WHAT YOU SHOULD DO:
Repeat, exactly as written, all of the entries, but not their pictures.

[Dataset entries]
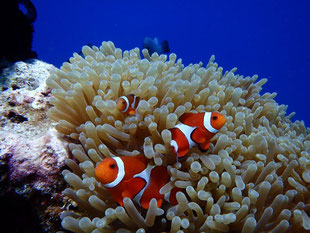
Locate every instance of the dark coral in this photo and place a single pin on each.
(16, 31)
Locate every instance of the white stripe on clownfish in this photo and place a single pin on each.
(127, 103)
(133, 102)
(187, 131)
(120, 174)
(207, 122)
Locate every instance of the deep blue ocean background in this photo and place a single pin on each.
(270, 38)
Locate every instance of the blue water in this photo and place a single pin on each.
(270, 38)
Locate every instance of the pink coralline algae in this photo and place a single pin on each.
(32, 153)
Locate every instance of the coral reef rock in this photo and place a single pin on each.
(32, 153)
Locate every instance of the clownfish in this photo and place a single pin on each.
(128, 104)
(133, 177)
(195, 128)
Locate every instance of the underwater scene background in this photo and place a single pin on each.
(267, 38)
(100, 135)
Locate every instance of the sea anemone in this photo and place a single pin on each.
(255, 177)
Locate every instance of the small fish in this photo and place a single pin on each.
(153, 45)
(128, 104)
(195, 128)
(133, 177)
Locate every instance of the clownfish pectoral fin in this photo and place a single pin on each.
(199, 135)
(204, 146)
(146, 203)
(132, 187)
(131, 111)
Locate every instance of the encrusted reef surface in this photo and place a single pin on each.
(31, 152)
(255, 177)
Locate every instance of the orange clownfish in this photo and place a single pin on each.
(128, 104)
(133, 177)
(195, 128)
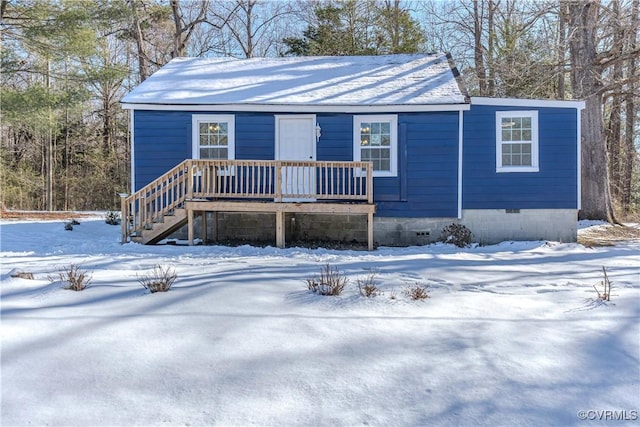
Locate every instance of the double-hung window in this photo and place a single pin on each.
(517, 141)
(376, 140)
(213, 136)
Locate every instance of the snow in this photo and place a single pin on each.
(322, 80)
(513, 334)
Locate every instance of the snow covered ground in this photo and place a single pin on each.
(513, 334)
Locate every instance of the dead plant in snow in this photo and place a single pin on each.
(329, 282)
(159, 280)
(605, 295)
(417, 291)
(74, 277)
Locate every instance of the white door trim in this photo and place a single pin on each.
(311, 117)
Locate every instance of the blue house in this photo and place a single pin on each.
(383, 149)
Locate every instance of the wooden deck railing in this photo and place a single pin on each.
(275, 181)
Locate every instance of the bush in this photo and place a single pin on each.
(112, 218)
(417, 291)
(330, 282)
(367, 286)
(159, 280)
(456, 234)
(75, 278)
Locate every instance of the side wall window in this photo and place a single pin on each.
(517, 141)
(213, 136)
(375, 139)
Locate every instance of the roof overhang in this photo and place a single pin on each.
(282, 108)
(515, 102)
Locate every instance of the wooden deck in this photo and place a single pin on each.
(195, 187)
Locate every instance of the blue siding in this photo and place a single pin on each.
(554, 186)
(428, 154)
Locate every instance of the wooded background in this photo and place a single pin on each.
(66, 64)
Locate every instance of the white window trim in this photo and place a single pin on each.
(196, 119)
(393, 119)
(534, 141)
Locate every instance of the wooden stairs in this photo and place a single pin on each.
(167, 224)
(196, 186)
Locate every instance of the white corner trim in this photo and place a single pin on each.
(515, 102)
(280, 108)
(132, 151)
(579, 137)
(460, 145)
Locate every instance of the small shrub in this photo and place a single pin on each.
(417, 291)
(159, 280)
(22, 274)
(75, 278)
(112, 218)
(367, 286)
(605, 295)
(329, 282)
(456, 234)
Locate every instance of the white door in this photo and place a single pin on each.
(296, 140)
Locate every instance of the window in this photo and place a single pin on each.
(517, 141)
(213, 137)
(376, 140)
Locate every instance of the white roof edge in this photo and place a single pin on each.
(298, 108)
(516, 102)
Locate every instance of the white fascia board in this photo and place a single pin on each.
(299, 108)
(514, 102)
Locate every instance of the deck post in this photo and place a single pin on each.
(370, 231)
(278, 182)
(190, 226)
(280, 229)
(124, 217)
(215, 226)
(204, 227)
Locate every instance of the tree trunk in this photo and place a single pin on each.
(143, 67)
(586, 81)
(630, 113)
(478, 51)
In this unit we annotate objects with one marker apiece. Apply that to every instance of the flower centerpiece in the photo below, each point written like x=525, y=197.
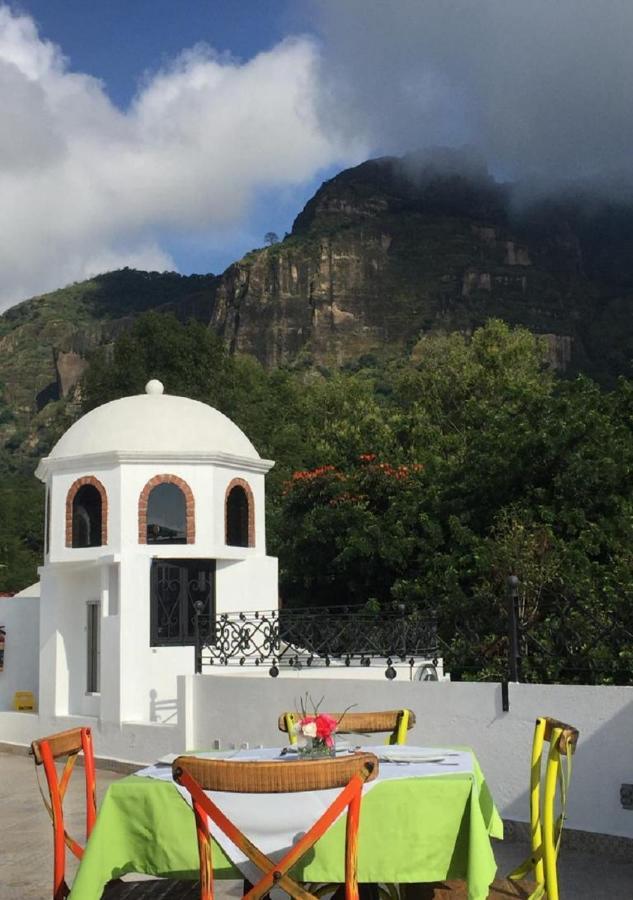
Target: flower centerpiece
x=314, y=732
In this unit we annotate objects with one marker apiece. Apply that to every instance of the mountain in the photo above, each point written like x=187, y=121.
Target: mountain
x=382, y=254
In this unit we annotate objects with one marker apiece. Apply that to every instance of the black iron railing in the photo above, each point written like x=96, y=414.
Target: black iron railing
x=334, y=636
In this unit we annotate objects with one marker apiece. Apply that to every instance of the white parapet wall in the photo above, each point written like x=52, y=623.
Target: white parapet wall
x=236, y=710
x=19, y=615
x=230, y=710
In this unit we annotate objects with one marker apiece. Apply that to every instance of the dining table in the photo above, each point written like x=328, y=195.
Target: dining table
x=429, y=816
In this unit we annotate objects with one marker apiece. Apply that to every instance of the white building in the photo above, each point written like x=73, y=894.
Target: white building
x=153, y=502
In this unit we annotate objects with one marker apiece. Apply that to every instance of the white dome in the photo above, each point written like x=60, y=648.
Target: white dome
x=154, y=423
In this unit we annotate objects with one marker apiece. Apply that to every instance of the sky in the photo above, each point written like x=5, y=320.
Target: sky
x=173, y=134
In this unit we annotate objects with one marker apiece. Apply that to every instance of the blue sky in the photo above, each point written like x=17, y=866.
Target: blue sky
x=119, y=40
x=122, y=43
x=173, y=134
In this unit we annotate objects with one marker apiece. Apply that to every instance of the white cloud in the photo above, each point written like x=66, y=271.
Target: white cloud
x=86, y=186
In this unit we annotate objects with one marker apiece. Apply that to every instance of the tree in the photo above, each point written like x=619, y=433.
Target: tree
x=188, y=358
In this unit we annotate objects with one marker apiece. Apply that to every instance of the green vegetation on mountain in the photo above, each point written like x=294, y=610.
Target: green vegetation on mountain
x=428, y=481
x=439, y=450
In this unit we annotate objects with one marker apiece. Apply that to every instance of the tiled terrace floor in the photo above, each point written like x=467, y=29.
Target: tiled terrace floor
x=26, y=845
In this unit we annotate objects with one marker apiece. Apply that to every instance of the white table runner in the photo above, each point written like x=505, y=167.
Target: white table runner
x=274, y=822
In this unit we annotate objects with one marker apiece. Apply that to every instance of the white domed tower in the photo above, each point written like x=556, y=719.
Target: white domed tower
x=153, y=502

WRITTEN SOLUTION:
Locate every instance of the dark coral in this photo and place a single pin on each.
(16, 31)
Locate every instance of the white stripe on clownfish in this photo and place a single pin on each.
(127, 103)
(133, 102)
(187, 131)
(120, 174)
(207, 122)
Locate every instance of the deep blue ocean background in this photo and place a single pin on each.
(270, 38)
Locate every instance of the blue water in this photo and place a single pin on each.
(270, 38)
Locate every instance of the pink coralline algae in this photo and place a single pin on each.
(32, 153)
Locate every instance of the coral reef rock in this photo and place a single pin on each.
(32, 153)
Locate every instance of the clownfish in this photo and place a single pin on each.
(128, 104)
(133, 177)
(195, 128)
Locate every instance of the underwater scene background in this photo and place a single pin on each.
(267, 38)
(100, 135)
Locate every instance of the sea anemone in this photo and place a single pin on each.
(255, 177)
Locate every instance of the small fish in this photo and place a single pin on each.
(153, 45)
(128, 104)
(195, 128)
(133, 177)
Locate every instance of the clownfish pectoral fin in this photo and place a single pin on each.
(199, 135)
(204, 146)
(146, 203)
(132, 187)
(131, 111)
Locate every instance of the encrusted reef surface in this photo and place a single pin on each.
(31, 152)
(255, 177)
Locate every instance of the orange clownfish in this photo and place a single pin on each.
(128, 104)
(133, 177)
(195, 128)
Locate every instance of the double-hung window in this photo and place a single pin on each.
(517, 141)
(376, 140)
(213, 136)
Locate every instance of the snow in this photo and place a single pin on each.
(322, 80)
(513, 334)
Locate every instance of the snow covered ground in this photo and place a single pin on each.
(513, 334)
Locate every instance of the dead plant in snow in this photo and place a single pin on each.
(329, 282)
(159, 280)
(605, 295)
(417, 291)
(74, 277)
Locate every instance of the white door trim in this photo and place a single pin on each.
(311, 117)
Locate every instance of the blue house in this photo and place a single pin on each.
(383, 149)
Locate every instance of the wooden deck railing in this photo and place a single pin on each.
(275, 181)
Locate every instance of the bush in this photo and place a single pin on each.
(112, 218)
(417, 291)
(330, 282)
(367, 286)
(159, 280)
(456, 234)
(75, 278)
Locate every instance of the side wall window in this photo and place a single pin on each.
(517, 141)
(213, 136)
(375, 139)
Locate every instance of the roof overhang in this photo and place a single pin on each.
(282, 108)
(515, 102)
Locate every instance of the wooden deck in this photo and place a single pin on each.
(195, 187)
Locate every instance of the blue siding in this photo and place a single pin on each.
(554, 186)
(428, 154)
Locate every instance of the wooded background in this photo and place a single pin on each.
(66, 64)
Locate every instance of the white window trim in this photo and place a single pin on each.
(196, 119)
(393, 119)
(534, 141)
Locate every instance of the wooden stairs in this photo and place a single pin on each.
(167, 224)
(196, 186)
Locate every instance of the white corner trim in this photo and place a single pin on each.
(515, 102)
(280, 108)
(132, 151)
(579, 137)
(460, 145)
Locate every instance of the small shrub in this photo and place a single pin on each.
(417, 291)
(159, 280)
(22, 274)
(75, 278)
(112, 218)
(367, 286)
(605, 295)
(329, 282)
(456, 234)
Locate every instance of the white door in this photo and place a single pin on each.
(296, 140)
Locate every instance of the window in this photo and place a single pin on each.
(517, 141)
(213, 137)
(376, 140)
Locate every instance of the white roof edge in this photo and place a single pin on each.
(298, 108)
(516, 102)
Locate every instance of the white fascia board in this photo and place a single pin on each.
(299, 108)
(514, 102)
Locate every instance of the deck post in this photo and place a single pin on each.
(370, 231)
(278, 182)
(190, 226)
(280, 229)
(124, 217)
(215, 226)
(204, 227)
Locate every instance of the tree trunk in this photo and place a single pin on each.
(143, 67)
(586, 81)
(630, 113)
(478, 51)
In this unit we annotate objects with one marker apiece. Apply that to every instance of the flower centerpiece in the photo below, each point written like x=525, y=197.
Target: flower centerpiece
x=314, y=732
In this unit we annotate objects with one marker apiece. Apply that to every instance of the mountain in the photo above, each point written like x=187, y=121.
Target: mountain
x=382, y=254
In this unit we annotate objects with one marker apiece. Apply that to every instance of the black iron railing in the photo above, each point written like x=96, y=414.
Target: black iron railing
x=334, y=636
In this unit we annotate objects with one marker apiece. Apply that to every instance of the white parapet wall in the photo above, each point written like x=52, y=623.
Target: white parapet wall
x=236, y=710
x=19, y=615
x=230, y=710
In this unit we annotate objects with one marker apiece. Apply that to every instance of the dining table in the photo above, each point written like x=328, y=195.
Target: dining table
x=429, y=816
In this unit we annotate objects with one marker apiece. Apply that to every instance of the white building in the photo above, each point written like x=73, y=894.
Target: white building
x=153, y=502
In this unit we annotate objects with one marker apiece. Apply that to every instance of the white dome in the photo above, each point written like x=60, y=648.
Target: white dome
x=154, y=423
In this unit we annotate objects with one marker apiece. Apply that to every instance of the sky in the photo above, each point written like x=5, y=320.
Target: sky
x=173, y=134
In this unit we annotate objects with one marker apiece. Apply that to every instance of the blue sky in the photo above, each point written like x=17, y=866.
Target: blue sky
x=119, y=40
x=122, y=43
x=173, y=134
In this unit we annotate objects with one marker apiece. Apply that to every instance of the white cloud in the photo above, each point written like x=66, y=271.
Target: white cloud
x=86, y=186
In this unit we annotate objects with one marker apiece. Apply that to every instance of the tree in the photo above, each point written like x=619, y=433.
Target: tree
x=188, y=358
In this unit we annotate objects with one marker apiece. Apply that to every instance of the green vegetation on mountain in the photo above, each point written like x=294, y=610.
Target: green vegetation on mountain
x=428, y=481
x=439, y=450
In this unit we annotate objects with one marker apiece. Apply that to every instance of the tiled terrace floor in the photo above, each point written like x=467, y=29.
Target: tiled terrace floor
x=26, y=845
In this unit we annotate objects with one marker apiece. Apply that to every instance of the white table runner in the photo above, each point written like x=505, y=167.
Target: white table runner
x=274, y=822
In this unit we annotate objects with one marker apiece. Apply that to every instance of the white domed tower in the photo above, each point written like x=556, y=719.
Target: white domed tower
x=153, y=502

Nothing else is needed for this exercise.